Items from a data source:
────

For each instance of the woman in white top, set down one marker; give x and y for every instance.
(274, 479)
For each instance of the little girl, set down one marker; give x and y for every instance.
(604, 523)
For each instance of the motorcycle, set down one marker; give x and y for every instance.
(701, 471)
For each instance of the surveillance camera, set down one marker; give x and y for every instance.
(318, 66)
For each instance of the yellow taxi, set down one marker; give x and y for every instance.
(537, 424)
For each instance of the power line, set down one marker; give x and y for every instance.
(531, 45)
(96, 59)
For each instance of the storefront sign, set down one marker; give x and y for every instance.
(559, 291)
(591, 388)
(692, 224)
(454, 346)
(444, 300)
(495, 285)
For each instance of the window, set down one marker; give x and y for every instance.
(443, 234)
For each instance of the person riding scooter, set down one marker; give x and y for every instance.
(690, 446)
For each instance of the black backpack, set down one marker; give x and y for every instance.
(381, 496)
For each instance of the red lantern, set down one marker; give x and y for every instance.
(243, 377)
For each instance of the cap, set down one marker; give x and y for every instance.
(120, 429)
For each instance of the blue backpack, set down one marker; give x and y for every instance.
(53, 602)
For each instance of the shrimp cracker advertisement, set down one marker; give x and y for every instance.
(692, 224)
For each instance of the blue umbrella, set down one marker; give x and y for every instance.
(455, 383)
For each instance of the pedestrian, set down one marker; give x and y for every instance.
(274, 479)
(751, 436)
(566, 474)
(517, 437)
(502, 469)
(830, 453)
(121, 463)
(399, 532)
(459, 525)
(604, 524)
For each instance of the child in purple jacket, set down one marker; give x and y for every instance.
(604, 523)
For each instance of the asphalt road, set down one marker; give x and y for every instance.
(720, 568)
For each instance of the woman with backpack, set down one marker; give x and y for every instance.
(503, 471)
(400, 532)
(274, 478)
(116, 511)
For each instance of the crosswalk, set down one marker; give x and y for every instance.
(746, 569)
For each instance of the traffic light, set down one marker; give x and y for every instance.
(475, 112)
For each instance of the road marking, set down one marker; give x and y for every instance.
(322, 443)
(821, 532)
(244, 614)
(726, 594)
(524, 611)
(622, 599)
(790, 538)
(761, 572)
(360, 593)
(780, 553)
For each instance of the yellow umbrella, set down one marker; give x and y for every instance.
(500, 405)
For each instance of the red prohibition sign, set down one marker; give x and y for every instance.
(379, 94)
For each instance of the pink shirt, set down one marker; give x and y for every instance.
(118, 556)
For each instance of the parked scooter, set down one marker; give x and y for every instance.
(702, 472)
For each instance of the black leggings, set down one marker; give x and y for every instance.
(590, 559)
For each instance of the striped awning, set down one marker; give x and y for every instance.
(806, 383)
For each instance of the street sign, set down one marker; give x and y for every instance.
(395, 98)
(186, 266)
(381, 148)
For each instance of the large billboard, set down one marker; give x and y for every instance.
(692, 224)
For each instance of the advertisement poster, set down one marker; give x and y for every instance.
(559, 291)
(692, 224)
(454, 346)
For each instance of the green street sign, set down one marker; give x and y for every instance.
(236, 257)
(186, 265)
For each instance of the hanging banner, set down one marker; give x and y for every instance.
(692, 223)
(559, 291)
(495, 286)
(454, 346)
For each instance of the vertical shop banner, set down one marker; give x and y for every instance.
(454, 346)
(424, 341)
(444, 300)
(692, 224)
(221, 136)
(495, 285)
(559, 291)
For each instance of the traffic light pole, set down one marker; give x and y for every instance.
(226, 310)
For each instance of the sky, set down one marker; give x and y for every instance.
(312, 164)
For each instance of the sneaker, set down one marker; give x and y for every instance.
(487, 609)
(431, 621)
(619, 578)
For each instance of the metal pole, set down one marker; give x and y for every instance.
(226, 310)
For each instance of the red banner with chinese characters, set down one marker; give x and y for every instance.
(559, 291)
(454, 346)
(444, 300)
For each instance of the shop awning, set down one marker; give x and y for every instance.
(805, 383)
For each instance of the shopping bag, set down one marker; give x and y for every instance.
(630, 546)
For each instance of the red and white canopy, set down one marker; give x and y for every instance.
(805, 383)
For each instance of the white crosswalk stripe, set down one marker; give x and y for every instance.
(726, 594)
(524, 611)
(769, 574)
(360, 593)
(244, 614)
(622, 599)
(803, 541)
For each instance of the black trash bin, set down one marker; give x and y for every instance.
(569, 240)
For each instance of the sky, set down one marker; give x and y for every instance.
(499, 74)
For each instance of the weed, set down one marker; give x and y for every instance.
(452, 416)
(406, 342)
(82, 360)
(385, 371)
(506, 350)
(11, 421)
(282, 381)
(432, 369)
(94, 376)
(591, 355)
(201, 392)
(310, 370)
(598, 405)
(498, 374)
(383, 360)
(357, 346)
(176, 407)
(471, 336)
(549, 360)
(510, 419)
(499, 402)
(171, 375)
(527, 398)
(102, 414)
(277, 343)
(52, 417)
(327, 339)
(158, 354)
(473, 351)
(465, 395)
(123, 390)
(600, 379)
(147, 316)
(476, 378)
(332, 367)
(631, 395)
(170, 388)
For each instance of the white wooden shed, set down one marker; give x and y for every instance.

────

The problem: Write every record out again exactly.

Result of the task:
For each instance of the woman in white top, set down one marker; give x and y for every instance.
(274, 479)
For each instance of the little girl, set down one marker; give x and y for every instance.
(604, 523)
For each instance of the motorcycle, set down one marker; give x and y for every instance.
(701, 471)
For each instance of the surveillance camera, set down one marker; give x and y for every instance.
(318, 66)
For each instance of the yellow taxi, set down one marker; give x and y for every instance.
(537, 424)
For each instance of the power line, set down one marker; give x and y for every instance.
(531, 45)
(96, 59)
For each instance of the storefront sign, set down one marker; give x and y for every instance.
(559, 291)
(591, 388)
(692, 224)
(454, 346)
(444, 300)
(495, 285)
For each instance of the window, set down one marker; give x and y for every instance.
(443, 234)
For each instance of the person riding scooter, set down one marker; give x and y for every instance.
(690, 446)
For each instance of the black backpack, set down one marker; give x and y for every instance.
(381, 496)
For each instance of the red lantern, set down one marker; give x and y for every instance.
(243, 377)
For each instance of the cap, set down one marker; give x and y for every instance.
(120, 429)
For each instance of the blue backpack, set down one marker; give x and y for every instance.
(53, 602)
For each instance of the shrimp cracker advertisement, set down one marker; give x and y for every instance.
(692, 224)
For each instance of the blue umbrella, set down one marker; give x and y for every instance.
(455, 383)
For each instance of the pedestrian, set down one marker; give x and y for every instance.
(274, 479)
(751, 436)
(566, 474)
(517, 437)
(502, 469)
(830, 453)
(121, 463)
(399, 532)
(459, 525)
(604, 524)
For each instance of the child in purple jacket, set down one marker; give x and y for every instance.
(604, 523)
For each instance of the asphalt road, set down one marker; give x and y for every instance.
(720, 568)
For each instance of the woman with backpack, set down one marker; give x and y for every instance.
(503, 471)
(400, 532)
(274, 478)
(116, 511)
For each instance of the crosswalk, set down one marker; give x and y for every instance.
(746, 569)
For each instance of the traffic light, set down one marker; give x and y for every instance.
(475, 112)
For each instance of the road marking, set down one marker; give x and y for every instance.
(322, 443)
(821, 532)
(244, 614)
(726, 594)
(524, 611)
(622, 599)
(790, 538)
(761, 572)
(360, 593)
(780, 553)
For each instance of the yellow umbrella, set down one marker; give x and y for every instance.
(500, 405)
For each instance of the red prohibition sign, set down one marker; give x and y for every instance.
(379, 94)
For each instance of the pink shirt, set down one marker; give x and y for every instance.
(118, 556)
For each instance of the parked scooter, set down one marker; give x and y for every instance.
(702, 472)
For each instance of the black leggings, set down one marker; give x and y for every instance.
(590, 559)
For each instance of the striped awning, set down one marker; give x and y for every instance.
(806, 383)
For each instance of the street sign, set down one marker; give x and y for every instance.
(395, 98)
(186, 266)
(381, 148)
For each instance of the large billboard, set down one marker; give x and y for every instance.
(692, 224)
For each instance of the advertisement poster, set down one marker; give x and y for every instance.
(559, 291)
(692, 224)
(454, 346)
For each instance of the green street sign, set down one marker; give x and y for every instance.
(236, 257)
(186, 265)
For each instance of the hanging banner, set down one marker; give x and y for every instance.
(692, 223)
(559, 291)
(495, 286)
(454, 346)
For each instance of the vertical shop banner, set down one marker; give x and y for every instance.
(454, 346)
(424, 341)
(444, 300)
(692, 224)
(221, 136)
(495, 285)
(559, 291)
For each instance of the traffic light pole, set down one marker; give x and y for every instance.
(226, 310)
For each instance of the sky, set down one marker; give x and y for every instance.
(312, 164)
For each instance of the sneaker, set down one marker; give x and y for every instance.
(487, 609)
(431, 621)
(619, 578)
For each instance of the metal pole, set down one marker; give x and y for every instance.
(226, 310)
For each instance of the red banner with chinese characters, set down one marker; give x and y for every instance.
(559, 291)
(454, 346)
(444, 300)
For each instance of the shop awning, set down one marker; give x and y for every instance.
(805, 383)
For each instance of the shopping bag, set down one marker; give x and y for every instance.
(630, 546)
For each instance of the red and white canopy, set down one marker; give x and y for every instance.
(805, 383)
For each instance of the white crosswalk stripe, set down one marker; give x and y for every instance.
(726, 594)
(524, 611)
(769, 574)
(360, 593)
(244, 614)
(622, 599)
(803, 541)
For each instance of the black trash bin, set down one marker; give x and y for every instance.
(569, 240)
For each instance of the sky, set down one marker; give x and y for every instance.
(499, 74)
For each instance of the weed, set down one marker; give x and y for every instance.
(452, 416)
(406, 342)
(82, 360)
(385, 371)
(506, 350)
(11, 421)
(282, 381)
(432, 369)
(94, 376)
(591, 355)
(201, 392)
(310, 370)
(598, 405)
(498, 374)
(383, 360)
(357, 346)
(176, 407)
(471, 336)
(549, 360)
(510, 419)
(499, 402)
(171, 375)
(527, 398)
(102, 414)
(277, 343)
(52, 417)
(327, 339)
(158, 354)
(473, 351)
(465, 395)
(123, 390)
(600, 379)
(147, 316)
(476, 378)
(332, 367)
(631, 395)
(170, 388)
For each instance of the white wooden shed, set down one marker; give x and y for every instance.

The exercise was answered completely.